[Aim]
Answer these questions about the spline-fitting excerpt:
(a) How many degrees of freedom does the author choose for the spline?
(b) Which function, from which package, provides the R-squared for each continent's model?
(c) Which continent has the lowest R-squared in the printed tibble?

Let’s try plotting a few different splines to the full dataset here to illustrate this.

plot_spline <- function(df) {
  ggplot(mobile, aes(x = year, y = mobile_subs)) +
    geom_smooth(
      method = lm,
      se = FALSE,
      formula = y ~ ns(x, df = df),
      color = herm
    ) +
    labs(
      title = glue::glue("{ df } degrees of freedom")
    ) +
    theme_minimal()
}

plots_list <- map(c(2, 3, 4, 6, 8, 10), plot_spline)

wrap_plots(plots_list)

Note that the number of knots is equal to 1 - the degrees of freedom. Anyway – looking at this, we can see noticeable differences between the models wtih 2, 3, and 4 degrees of freedom, but very little difference once we get beyond that, which makes me think that a 4 df spline is the way to go. I could more rigorously tune the degrees of freedom by fitting models with each and comparing the accuracy on holdout data, but visually examining it feels good enough here.

Fitting Models

Now, let’s fit a spline model for each continent. To do this, I’m going to first filter down to only the countries that have mobile phone data for every year in the dataset (1990 - 2017). Next, I’m going to create a nested tibble for each continent using the nest() function, fit a spline for each continent using a combination of map(), lm(), and ns() (which is a function for natural splines). Finally, I’m going to use glance() from the {broom} package to get the R-squared for each continent’s model. I like this workflow for fitting multiple models because it keeps everything together in a tibble and really facilitates iterating with map().

complete_countries <- mobile %>%
  group_by(entity) %>%
  summarize(miss = sum(is.na(mobile_subs))) %>%
  filter(miss == 0) %>%
  pull(entity)

continent_df <- mobile %>%
  select(continent, entity, year, mobile_subs) %>%
  filter(entity %in% complete_countries) %>%
  group_by(continent) %>%
  nest() %>%
  mutate(model = map(data, ~lm(mobile_subs ~ ns(year, df = 4), data = .x)),
         rsq = map_dbl(model, ~glance(.x) %>% pull(1))) 

continent_df
## # A tibble: 5 x 4
## # Groups:   continent [5]
##   continent data                 model    rsq
##   <chr>     <list>               <list> <dbl>
## 1 Asia      <tibble [1,202 x 3]> <lm>   0.689
## 2 Europe    <tibble [1,119 x 3]> <lm>   0.869
## 3 Africa    <tibble [1,146 x 3]> <lm>   0.684
## 4 Americas  <tibble [846 x 3]>   <lm>   0.822
## 5 Oceania   <tibble [221 x 3]>   <lm>   0.628

So, the R-squared values here seem pretty good considering we’re only using year as a predictor. In Europe we’re getting .86, which seems very high, and suggests that most countries follow similar trajectories (which we can see in the very first plot above). What could be interesting, though, is to see which country in each continent this model performs best on and which it performs worst on. This will give us a sense of what the most “typical” country is (the country that most closely follows the overall continent model) and what the most atypical country is (the country that least closely follows the overall continent model) in each continent.

[Image object location entries]
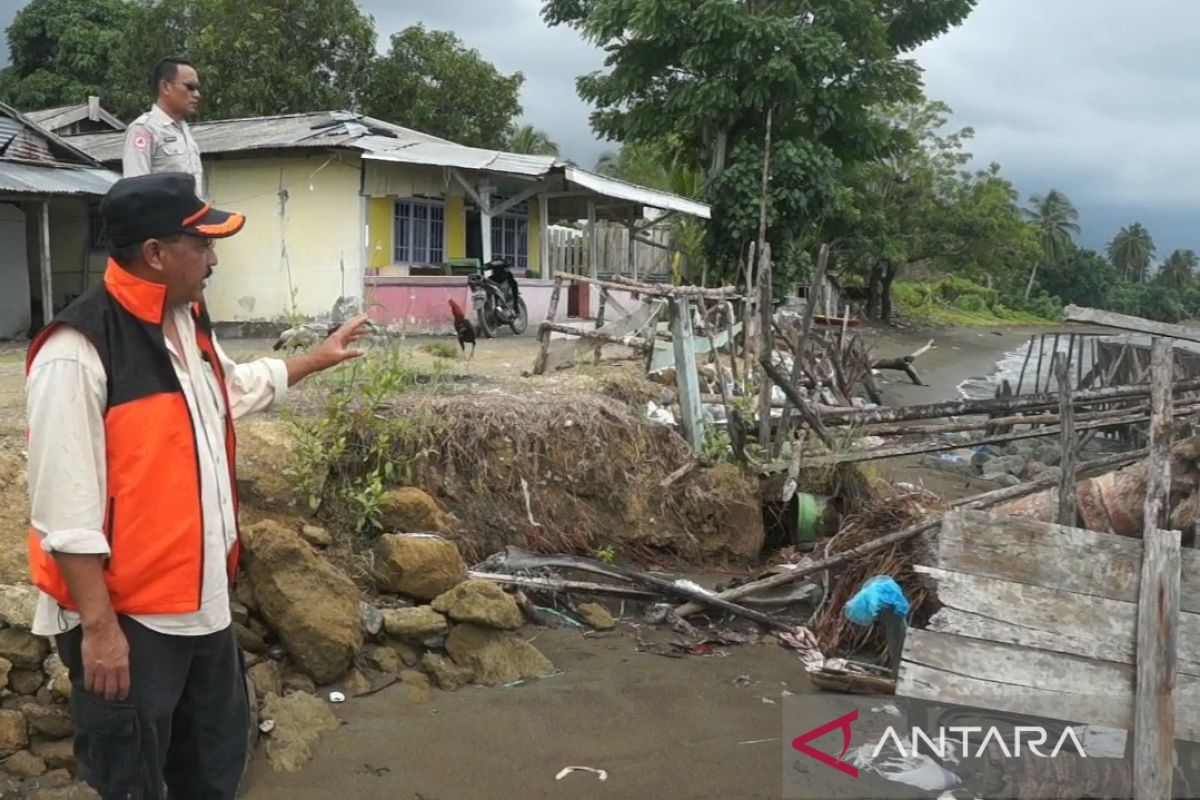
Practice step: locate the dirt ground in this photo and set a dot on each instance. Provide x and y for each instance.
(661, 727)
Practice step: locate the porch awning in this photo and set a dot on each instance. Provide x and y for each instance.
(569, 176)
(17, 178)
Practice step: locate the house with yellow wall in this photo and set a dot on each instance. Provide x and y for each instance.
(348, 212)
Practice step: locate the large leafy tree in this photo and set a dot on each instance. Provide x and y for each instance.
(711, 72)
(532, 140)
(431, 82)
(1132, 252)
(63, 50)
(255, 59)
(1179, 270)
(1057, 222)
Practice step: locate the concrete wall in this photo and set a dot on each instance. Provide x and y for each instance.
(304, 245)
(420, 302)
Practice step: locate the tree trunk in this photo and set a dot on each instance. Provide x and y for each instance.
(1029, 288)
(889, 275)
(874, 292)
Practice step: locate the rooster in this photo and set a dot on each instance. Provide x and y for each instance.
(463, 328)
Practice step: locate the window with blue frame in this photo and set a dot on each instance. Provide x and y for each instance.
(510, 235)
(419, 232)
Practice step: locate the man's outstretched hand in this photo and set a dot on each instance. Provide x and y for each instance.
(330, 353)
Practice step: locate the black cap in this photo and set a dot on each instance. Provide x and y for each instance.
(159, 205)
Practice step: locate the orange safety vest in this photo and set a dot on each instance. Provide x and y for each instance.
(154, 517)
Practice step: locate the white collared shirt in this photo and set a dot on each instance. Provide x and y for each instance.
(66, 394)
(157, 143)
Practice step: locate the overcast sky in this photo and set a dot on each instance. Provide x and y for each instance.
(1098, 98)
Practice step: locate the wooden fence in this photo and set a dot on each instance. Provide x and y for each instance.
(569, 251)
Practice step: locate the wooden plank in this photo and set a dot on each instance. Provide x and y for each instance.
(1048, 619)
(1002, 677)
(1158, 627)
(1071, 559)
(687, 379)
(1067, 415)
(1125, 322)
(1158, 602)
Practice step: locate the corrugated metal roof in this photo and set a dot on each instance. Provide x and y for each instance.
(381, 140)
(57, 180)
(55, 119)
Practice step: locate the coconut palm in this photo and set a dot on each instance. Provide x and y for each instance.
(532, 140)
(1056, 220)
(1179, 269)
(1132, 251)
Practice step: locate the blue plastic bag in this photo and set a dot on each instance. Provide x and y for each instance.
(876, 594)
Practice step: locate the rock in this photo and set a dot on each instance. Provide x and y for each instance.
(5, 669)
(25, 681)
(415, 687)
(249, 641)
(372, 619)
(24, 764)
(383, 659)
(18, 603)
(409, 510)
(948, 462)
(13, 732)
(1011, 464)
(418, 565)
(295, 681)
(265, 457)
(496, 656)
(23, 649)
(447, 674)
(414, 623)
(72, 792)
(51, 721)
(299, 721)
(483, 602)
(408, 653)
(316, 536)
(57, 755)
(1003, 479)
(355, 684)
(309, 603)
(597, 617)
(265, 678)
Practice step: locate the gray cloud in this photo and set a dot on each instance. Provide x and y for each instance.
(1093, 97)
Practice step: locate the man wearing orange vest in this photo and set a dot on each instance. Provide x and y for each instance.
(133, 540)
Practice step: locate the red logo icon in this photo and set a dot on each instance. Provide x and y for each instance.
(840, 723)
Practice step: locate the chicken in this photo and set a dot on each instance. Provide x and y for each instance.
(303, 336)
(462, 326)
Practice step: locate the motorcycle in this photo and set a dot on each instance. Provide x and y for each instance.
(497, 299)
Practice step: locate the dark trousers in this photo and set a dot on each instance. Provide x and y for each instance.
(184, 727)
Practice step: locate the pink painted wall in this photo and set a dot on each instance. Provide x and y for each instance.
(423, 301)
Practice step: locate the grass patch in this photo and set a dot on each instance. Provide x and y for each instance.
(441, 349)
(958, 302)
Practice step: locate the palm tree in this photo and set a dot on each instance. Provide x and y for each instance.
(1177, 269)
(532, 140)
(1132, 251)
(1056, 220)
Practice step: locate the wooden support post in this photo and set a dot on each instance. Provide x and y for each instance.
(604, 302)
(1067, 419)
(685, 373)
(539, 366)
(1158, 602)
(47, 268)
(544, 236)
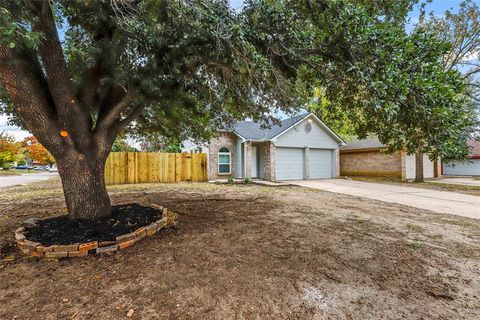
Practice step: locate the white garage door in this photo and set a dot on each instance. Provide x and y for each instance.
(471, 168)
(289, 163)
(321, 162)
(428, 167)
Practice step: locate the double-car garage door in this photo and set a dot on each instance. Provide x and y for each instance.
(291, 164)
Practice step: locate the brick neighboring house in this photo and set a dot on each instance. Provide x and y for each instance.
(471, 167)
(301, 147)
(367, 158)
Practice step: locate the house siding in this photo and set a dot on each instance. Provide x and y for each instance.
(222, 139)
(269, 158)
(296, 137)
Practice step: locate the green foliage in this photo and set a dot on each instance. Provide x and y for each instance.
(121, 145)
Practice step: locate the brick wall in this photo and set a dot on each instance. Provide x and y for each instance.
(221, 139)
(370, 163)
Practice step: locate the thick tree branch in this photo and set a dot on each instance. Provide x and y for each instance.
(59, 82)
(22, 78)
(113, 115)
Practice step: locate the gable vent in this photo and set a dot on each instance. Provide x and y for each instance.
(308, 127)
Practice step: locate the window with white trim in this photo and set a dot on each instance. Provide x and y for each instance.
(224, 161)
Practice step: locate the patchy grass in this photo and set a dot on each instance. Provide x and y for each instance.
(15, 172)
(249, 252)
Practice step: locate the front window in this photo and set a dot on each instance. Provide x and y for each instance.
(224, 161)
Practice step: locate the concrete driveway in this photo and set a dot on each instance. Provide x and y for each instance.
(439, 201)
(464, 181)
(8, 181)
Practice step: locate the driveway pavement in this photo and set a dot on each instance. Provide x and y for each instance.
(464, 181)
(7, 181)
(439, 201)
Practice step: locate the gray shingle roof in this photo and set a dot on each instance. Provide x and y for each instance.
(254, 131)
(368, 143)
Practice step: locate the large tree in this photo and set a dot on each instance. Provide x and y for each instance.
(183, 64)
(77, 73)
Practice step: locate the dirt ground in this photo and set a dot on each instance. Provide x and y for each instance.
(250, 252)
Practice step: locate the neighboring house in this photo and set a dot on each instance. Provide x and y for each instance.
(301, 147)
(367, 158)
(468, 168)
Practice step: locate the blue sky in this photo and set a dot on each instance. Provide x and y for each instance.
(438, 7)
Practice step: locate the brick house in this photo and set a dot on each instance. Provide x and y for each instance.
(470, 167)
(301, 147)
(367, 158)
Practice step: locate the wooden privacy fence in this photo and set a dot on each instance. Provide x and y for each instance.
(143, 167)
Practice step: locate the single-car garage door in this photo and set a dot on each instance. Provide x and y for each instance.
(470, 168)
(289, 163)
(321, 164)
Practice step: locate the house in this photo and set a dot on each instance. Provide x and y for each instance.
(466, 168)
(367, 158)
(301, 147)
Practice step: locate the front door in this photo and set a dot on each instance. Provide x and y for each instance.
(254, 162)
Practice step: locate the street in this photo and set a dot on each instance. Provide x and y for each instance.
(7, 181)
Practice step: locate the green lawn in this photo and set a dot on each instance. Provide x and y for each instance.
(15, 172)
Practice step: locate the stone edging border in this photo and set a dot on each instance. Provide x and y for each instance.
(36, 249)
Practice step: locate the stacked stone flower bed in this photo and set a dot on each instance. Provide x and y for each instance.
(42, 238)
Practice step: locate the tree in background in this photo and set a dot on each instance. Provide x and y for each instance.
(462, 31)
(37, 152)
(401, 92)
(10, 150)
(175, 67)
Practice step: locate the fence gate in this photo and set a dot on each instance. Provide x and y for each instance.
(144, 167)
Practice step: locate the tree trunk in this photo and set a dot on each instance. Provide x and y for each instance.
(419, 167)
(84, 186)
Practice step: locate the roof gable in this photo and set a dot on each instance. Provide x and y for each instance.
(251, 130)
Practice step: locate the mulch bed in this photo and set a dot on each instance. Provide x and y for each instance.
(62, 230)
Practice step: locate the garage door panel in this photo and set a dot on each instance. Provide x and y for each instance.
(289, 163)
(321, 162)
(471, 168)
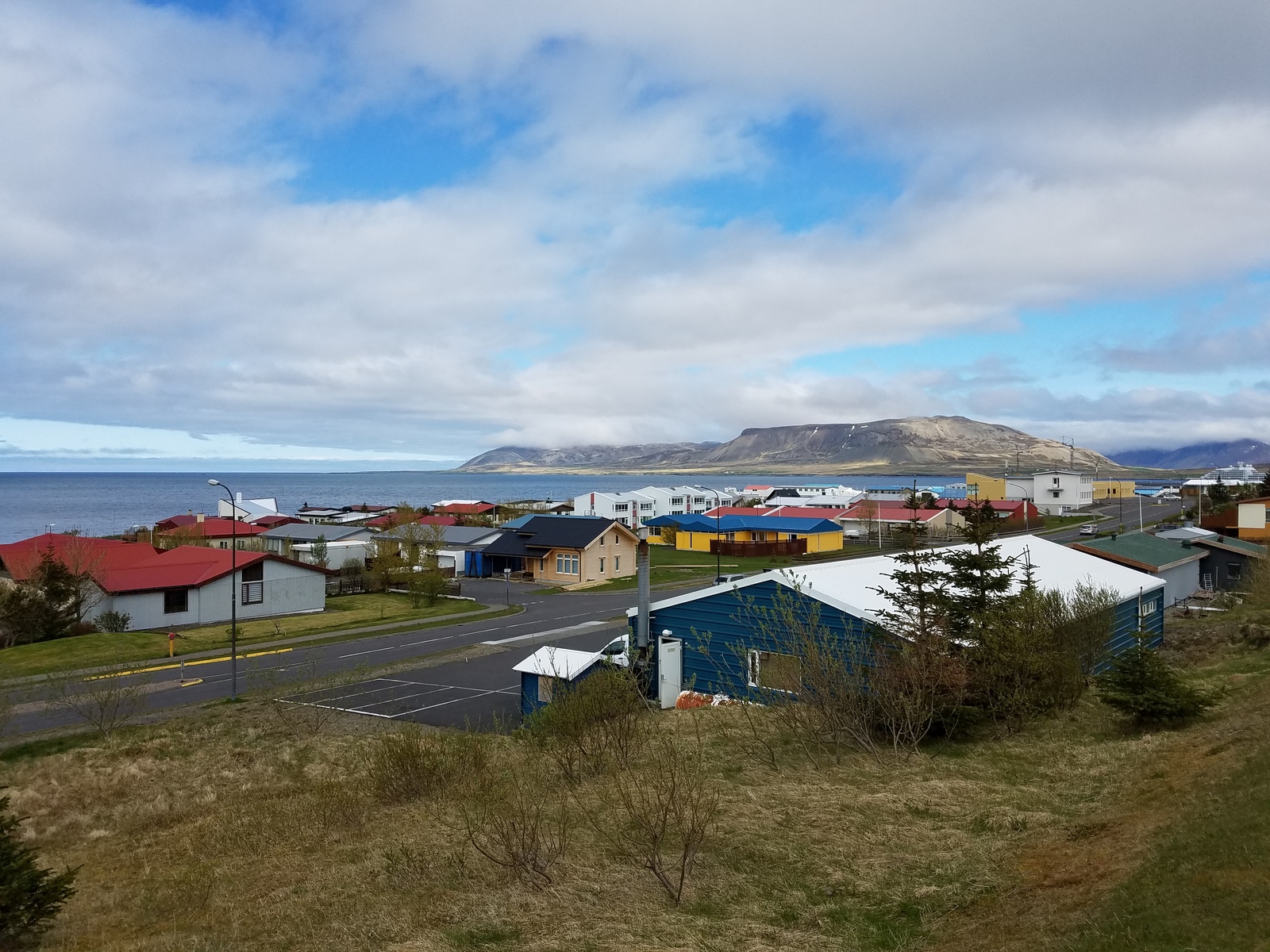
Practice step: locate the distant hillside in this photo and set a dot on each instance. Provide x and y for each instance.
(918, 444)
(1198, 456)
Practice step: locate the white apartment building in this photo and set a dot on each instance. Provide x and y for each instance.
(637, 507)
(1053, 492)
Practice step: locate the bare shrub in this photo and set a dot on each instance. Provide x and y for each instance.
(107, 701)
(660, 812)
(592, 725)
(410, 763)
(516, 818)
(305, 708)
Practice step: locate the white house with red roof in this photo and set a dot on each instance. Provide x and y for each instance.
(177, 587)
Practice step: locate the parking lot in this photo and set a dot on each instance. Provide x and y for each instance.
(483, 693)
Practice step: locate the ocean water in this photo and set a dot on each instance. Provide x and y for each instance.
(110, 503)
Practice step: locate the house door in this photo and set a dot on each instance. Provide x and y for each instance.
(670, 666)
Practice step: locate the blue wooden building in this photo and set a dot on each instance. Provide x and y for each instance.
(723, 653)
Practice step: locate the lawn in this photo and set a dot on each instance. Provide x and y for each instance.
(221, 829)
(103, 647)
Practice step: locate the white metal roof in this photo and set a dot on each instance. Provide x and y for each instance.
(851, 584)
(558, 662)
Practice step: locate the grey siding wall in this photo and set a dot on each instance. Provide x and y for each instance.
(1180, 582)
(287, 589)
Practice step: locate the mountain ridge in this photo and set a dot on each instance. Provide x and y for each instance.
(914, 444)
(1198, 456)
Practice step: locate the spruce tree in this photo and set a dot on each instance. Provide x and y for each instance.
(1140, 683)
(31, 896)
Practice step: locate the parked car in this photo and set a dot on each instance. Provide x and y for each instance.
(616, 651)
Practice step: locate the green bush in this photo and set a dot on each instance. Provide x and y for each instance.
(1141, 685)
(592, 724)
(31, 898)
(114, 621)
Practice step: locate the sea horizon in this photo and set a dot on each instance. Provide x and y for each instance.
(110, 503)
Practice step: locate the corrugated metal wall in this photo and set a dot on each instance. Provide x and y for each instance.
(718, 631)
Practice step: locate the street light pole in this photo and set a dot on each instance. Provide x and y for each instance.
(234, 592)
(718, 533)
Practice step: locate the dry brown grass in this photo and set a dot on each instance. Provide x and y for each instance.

[In response]
(a) 4
(b) glance() from the {broom} package
(c) Oceania (0.628)